##### EXTRACT TO READ
The best I can tell, the alarms have not worked in this station for a couple of years. The co-worker and I were talking about his attitude. It is foreign to us. However, after I mentioned that the upper management is giving my supervisor a hard time about my numbers.

My co-worker asked, "I wonder if I would have the same don't care attitude if I had already made my retirement, and the company kept hitting me for numbers instead of quality work?"

I said "I don't know, but I do know that the company is heading toward a BP moment."

We keep pushing for more efficiency, this is a necessary thing as the culture has incentive built in for inefficiency. I.E. One first line manager for no less than 8 people, one Second level manager for 8 to 12 first line managers and so on. If a manager loses too many people he loses his job. So the incentive for the lower level managers is to keep the craftsmen as busy as they can on things that turn the blocks green on the executives spreadsheets. The only downside to this is that craftsmen become discouraged and actual work does not get done.

Further, failures tend to be buried.

In this case, the alarms either did not work because of a fiber optic rearrange and the previous power tech found it expedient to pencil whip the alarm tests, or a false alarm came in an the power tech found it expedient to snip a wire rather than find and correct the problem.

In either case, it worked out for him. He retired, I get to find and repair the problem. The numbers worked out for his boss, as they looked good and nothing bad happened.

The problem is, bad things will happen. Bad things have happened. We have lost an entire central office on a sunny day. Most of the power alarms were not working and the one redundant alarm was ignored. (Why not, it must be a false alarm, no alarms came in.) No one was fired. It was a small insignificant office.

However, the numbers guys keep tightening up. Just like the bean counters at BP did. One day there will be a BP moment. For guy like me, it is a lot like trying to out run a lion. I know I cannot get away, but I can only try to run faster than everyone else so someone else gets eaten. I don't know if it will be my company or another, or if it is my company if it will be in my market area, all I can do is make sure it isn't in one of my central offices.

This seems to be the accepted operating procedure for all of corporate America, and the U.S. Government. As we worked we wondered out loud if 911, Bengazi, the mine explosion, BP and the flash crashes were not related to the same spread sheet fixation.
##########
##### RECORDS
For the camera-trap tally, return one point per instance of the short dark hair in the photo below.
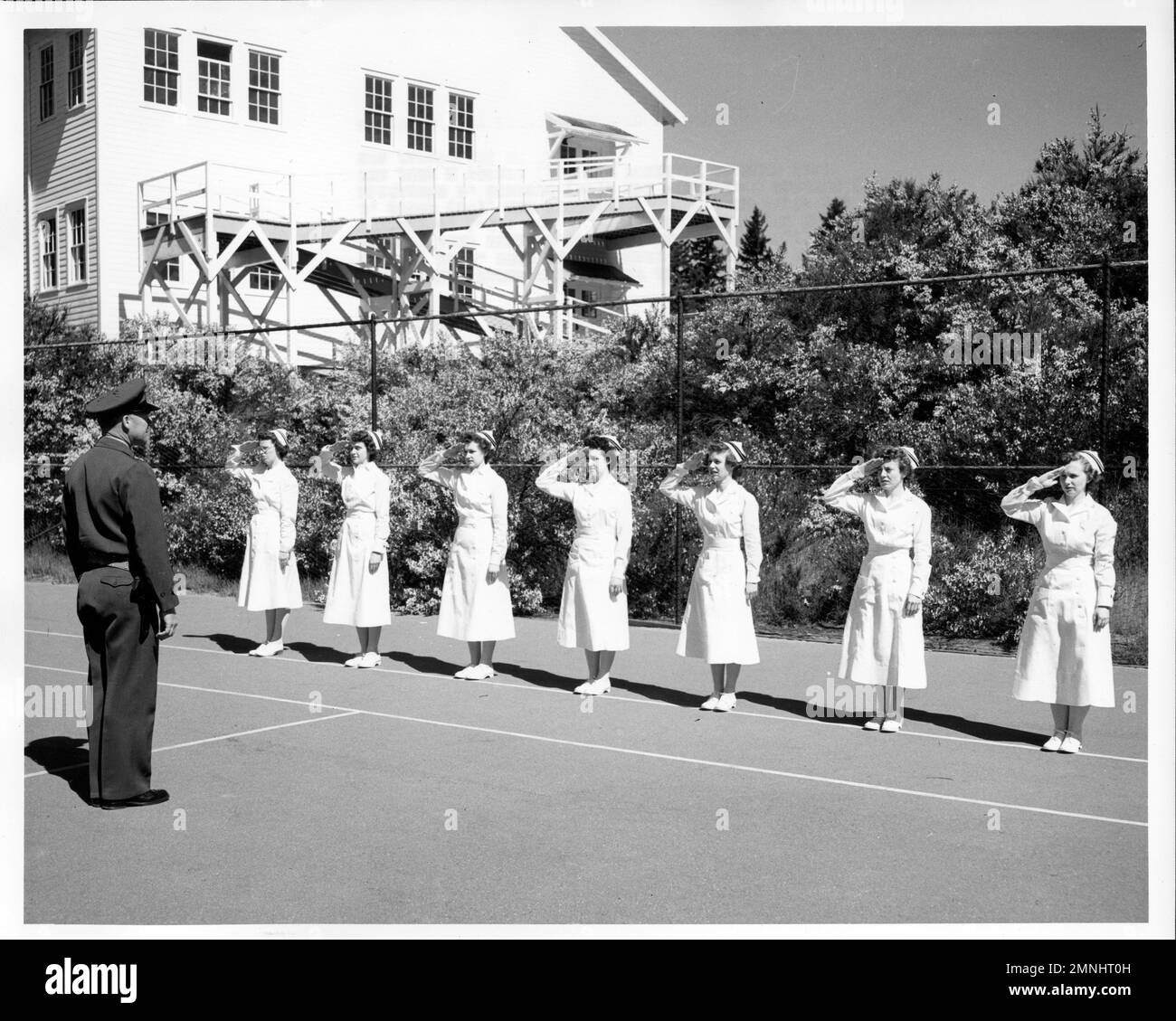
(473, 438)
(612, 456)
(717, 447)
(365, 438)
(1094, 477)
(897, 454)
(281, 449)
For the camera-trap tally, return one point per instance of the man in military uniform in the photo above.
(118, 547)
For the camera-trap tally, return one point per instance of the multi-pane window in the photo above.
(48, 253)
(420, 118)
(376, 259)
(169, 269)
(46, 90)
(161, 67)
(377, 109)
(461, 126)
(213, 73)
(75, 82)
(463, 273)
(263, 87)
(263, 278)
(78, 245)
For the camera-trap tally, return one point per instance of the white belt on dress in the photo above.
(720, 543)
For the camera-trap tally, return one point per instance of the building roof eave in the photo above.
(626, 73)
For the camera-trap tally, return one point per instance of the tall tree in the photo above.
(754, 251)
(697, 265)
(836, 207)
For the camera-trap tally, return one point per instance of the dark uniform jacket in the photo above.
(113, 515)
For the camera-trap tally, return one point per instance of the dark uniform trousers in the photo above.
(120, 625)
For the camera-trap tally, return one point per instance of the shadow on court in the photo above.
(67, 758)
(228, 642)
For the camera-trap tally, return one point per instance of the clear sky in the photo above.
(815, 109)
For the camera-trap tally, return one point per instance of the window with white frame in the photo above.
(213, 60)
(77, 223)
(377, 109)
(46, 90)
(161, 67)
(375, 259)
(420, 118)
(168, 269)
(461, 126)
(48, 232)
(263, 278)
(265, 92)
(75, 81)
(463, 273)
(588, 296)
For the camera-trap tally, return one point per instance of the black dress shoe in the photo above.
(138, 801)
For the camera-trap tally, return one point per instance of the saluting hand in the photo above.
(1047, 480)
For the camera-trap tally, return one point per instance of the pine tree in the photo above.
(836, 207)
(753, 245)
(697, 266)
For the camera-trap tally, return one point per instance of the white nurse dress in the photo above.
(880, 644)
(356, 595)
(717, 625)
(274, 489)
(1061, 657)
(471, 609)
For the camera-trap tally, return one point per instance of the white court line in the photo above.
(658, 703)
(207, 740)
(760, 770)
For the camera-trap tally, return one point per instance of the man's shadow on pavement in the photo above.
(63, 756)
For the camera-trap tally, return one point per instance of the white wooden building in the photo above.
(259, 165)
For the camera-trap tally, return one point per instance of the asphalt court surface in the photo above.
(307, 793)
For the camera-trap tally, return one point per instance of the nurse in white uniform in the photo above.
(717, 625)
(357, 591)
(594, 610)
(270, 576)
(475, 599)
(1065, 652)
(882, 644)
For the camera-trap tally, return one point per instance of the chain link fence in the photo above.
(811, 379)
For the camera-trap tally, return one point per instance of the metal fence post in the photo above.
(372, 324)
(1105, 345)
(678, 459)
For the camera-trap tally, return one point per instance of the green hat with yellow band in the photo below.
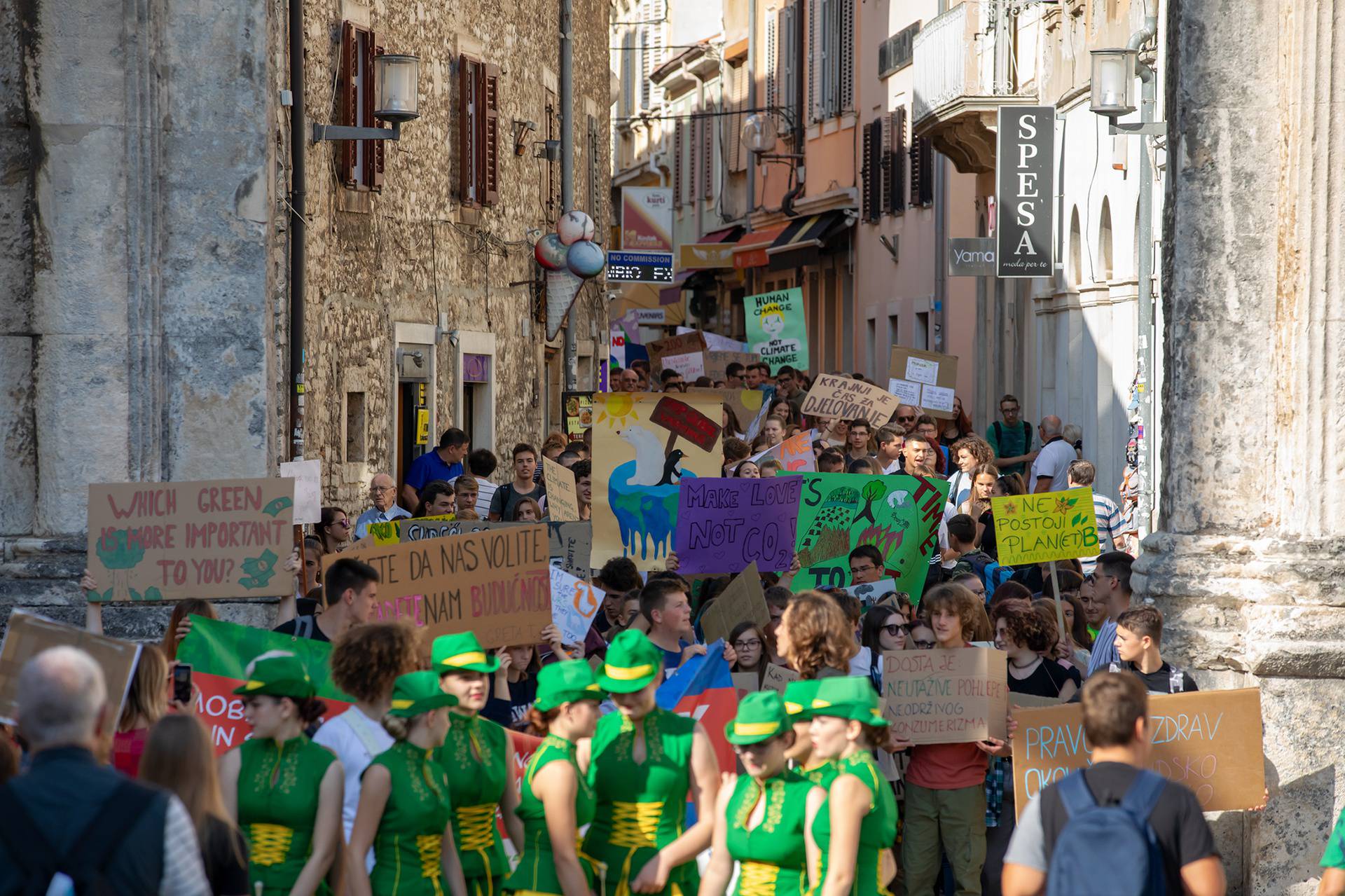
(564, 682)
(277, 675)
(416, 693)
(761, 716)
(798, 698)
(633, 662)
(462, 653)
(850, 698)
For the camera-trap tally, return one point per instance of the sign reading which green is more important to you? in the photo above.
##########
▶ _DIRECTIVE_: Please list the events that, in the account of the broken station alarms, the writer and co-worker wondered aloud might stem from the same spreadsheet fixation.

▶ _COMPLETED TASK_:
- 911
- Bengazi
- the mine explosion
- BP
- the flash crashes